> Directions
Copy the items from the very start through the line that contains "309, 406, 315]]", renaming "screenshot" to "photo" and leaving everything else the same.

> Exercise material

==*==

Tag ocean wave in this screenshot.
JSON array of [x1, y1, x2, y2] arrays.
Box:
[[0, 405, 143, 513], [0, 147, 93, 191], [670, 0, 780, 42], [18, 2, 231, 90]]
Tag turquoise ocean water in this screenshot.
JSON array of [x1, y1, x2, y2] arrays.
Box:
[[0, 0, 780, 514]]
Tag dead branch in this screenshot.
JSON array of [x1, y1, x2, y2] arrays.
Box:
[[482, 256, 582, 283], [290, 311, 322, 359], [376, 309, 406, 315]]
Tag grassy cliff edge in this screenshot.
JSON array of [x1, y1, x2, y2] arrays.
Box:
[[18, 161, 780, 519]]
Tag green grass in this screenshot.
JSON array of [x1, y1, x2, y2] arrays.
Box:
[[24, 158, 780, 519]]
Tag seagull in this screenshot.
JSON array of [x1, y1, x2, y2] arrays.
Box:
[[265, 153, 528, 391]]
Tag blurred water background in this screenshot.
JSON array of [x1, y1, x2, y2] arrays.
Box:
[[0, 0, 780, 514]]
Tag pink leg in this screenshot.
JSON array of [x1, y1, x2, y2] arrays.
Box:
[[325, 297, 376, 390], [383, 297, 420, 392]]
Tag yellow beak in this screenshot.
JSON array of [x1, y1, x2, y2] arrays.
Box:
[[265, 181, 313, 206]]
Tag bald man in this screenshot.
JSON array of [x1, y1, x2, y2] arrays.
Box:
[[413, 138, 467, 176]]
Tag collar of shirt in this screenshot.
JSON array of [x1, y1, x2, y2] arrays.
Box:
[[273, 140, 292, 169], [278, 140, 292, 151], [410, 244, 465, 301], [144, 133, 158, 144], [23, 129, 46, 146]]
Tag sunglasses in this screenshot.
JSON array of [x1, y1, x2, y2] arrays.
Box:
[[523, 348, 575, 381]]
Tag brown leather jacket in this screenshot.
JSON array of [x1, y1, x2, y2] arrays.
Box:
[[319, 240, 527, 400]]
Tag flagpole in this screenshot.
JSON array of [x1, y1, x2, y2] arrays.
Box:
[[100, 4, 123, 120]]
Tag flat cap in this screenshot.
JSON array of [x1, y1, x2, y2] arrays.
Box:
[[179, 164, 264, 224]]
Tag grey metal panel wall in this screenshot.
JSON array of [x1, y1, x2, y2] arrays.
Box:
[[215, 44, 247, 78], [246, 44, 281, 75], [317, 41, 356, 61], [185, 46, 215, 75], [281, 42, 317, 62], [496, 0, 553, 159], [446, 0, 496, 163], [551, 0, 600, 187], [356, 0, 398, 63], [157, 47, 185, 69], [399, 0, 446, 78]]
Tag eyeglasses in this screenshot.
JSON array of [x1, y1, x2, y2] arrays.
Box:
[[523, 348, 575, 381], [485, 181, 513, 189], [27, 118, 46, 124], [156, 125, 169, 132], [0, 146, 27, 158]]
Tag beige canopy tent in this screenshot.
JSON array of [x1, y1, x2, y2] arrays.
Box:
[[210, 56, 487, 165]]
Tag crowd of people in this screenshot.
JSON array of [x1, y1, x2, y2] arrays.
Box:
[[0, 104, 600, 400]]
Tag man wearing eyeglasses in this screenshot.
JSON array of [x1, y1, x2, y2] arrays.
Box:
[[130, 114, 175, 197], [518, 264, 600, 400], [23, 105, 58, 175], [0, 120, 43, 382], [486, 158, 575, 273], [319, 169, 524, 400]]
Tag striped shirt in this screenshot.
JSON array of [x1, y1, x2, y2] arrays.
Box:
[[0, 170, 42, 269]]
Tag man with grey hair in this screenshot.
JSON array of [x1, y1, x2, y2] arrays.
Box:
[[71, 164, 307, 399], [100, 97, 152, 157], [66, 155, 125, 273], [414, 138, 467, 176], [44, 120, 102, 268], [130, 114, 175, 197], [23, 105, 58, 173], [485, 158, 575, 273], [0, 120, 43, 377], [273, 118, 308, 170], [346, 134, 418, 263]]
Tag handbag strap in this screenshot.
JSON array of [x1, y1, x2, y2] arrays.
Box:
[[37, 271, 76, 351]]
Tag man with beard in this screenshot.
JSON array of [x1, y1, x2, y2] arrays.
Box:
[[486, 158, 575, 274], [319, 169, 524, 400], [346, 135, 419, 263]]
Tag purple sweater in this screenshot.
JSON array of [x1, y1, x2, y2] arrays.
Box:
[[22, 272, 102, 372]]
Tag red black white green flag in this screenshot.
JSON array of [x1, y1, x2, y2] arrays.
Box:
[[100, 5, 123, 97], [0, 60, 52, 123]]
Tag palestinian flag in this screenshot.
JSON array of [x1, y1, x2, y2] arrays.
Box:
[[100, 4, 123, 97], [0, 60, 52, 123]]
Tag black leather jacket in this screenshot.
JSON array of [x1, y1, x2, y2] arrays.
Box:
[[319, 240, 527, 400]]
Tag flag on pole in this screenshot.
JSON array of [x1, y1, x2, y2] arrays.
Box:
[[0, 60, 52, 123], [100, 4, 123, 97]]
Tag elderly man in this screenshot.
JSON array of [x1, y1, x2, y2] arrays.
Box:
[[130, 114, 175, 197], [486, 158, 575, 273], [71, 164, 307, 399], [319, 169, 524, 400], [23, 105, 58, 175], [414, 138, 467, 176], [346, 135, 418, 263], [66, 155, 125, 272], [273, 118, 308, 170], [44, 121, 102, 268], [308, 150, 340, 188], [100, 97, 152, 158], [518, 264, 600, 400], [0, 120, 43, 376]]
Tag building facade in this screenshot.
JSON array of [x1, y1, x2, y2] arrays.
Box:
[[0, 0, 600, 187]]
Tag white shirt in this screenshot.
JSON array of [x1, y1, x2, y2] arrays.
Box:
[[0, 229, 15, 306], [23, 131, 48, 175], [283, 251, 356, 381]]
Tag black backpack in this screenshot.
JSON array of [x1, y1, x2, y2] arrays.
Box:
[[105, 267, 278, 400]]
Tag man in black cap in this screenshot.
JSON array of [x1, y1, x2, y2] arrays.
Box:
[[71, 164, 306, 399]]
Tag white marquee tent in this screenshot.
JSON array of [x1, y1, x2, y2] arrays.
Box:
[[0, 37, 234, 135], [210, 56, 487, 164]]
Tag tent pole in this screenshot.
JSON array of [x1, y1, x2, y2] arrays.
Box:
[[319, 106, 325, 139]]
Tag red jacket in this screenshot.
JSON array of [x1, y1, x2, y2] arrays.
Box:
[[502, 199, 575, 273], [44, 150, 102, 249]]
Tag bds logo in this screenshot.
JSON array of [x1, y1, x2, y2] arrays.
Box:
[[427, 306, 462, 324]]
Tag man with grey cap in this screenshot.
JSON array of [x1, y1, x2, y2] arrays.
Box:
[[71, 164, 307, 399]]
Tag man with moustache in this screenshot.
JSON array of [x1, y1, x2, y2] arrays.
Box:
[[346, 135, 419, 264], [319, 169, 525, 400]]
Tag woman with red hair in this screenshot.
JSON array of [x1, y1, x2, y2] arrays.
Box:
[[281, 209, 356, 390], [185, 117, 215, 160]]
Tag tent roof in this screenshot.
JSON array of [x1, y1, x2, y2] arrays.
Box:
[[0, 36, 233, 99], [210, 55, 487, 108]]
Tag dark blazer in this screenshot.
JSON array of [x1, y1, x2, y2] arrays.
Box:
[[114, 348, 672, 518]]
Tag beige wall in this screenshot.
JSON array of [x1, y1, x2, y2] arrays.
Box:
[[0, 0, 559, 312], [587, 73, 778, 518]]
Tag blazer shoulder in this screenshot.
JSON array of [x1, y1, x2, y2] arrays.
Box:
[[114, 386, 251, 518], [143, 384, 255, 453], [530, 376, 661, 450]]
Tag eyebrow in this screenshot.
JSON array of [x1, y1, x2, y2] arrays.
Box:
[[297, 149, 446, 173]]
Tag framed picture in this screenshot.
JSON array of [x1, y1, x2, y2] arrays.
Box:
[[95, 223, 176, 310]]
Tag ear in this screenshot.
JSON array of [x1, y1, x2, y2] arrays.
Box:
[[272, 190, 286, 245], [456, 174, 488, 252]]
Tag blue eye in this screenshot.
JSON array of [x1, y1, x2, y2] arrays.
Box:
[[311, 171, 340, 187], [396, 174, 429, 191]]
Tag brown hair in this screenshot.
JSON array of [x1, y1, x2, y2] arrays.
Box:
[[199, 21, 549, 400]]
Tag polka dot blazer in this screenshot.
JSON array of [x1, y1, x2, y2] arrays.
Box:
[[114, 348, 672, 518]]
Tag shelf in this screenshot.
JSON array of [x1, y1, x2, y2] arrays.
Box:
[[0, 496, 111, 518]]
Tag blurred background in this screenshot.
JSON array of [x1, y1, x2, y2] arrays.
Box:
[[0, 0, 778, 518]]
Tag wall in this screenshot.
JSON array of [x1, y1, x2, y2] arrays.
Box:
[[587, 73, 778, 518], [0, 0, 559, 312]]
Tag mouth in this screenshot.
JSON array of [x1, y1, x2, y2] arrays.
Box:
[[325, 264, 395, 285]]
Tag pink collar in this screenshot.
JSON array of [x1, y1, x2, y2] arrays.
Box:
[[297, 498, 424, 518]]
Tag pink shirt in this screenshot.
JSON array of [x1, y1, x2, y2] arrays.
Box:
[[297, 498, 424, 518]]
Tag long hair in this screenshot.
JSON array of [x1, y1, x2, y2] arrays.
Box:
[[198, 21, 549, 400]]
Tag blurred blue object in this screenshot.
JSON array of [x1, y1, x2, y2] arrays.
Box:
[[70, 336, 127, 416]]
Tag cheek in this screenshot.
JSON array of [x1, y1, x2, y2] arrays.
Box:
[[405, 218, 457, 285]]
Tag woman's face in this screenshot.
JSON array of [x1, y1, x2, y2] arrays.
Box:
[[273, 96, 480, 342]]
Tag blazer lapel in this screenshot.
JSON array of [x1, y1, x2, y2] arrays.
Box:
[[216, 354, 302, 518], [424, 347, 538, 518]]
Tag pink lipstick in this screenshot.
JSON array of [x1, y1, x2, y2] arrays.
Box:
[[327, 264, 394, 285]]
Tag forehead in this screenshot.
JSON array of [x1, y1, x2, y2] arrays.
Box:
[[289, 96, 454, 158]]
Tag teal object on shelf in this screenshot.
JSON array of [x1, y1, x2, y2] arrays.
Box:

==*==

> Reply
Tag ocean wave in this photo.
JSON array of [x1, y1, x2, y2] arrays.
Box:
[[0, 405, 143, 513], [0, 147, 93, 191], [670, 0, 780, 42], [18, 2, 231, 90]]
Tag turquoise ocean water in this photo.
JSON array of [x1, y1, x2, y2] arrays.
Box:
[[0, 0, 780, 514]]
Tag dead branch in this photo.
JSON array of [x1, y1, x2, y2] arrays.
Box:
[[482, 256, 582, 283], [290, 311, 322, 359], [376, 309, 406, 315]]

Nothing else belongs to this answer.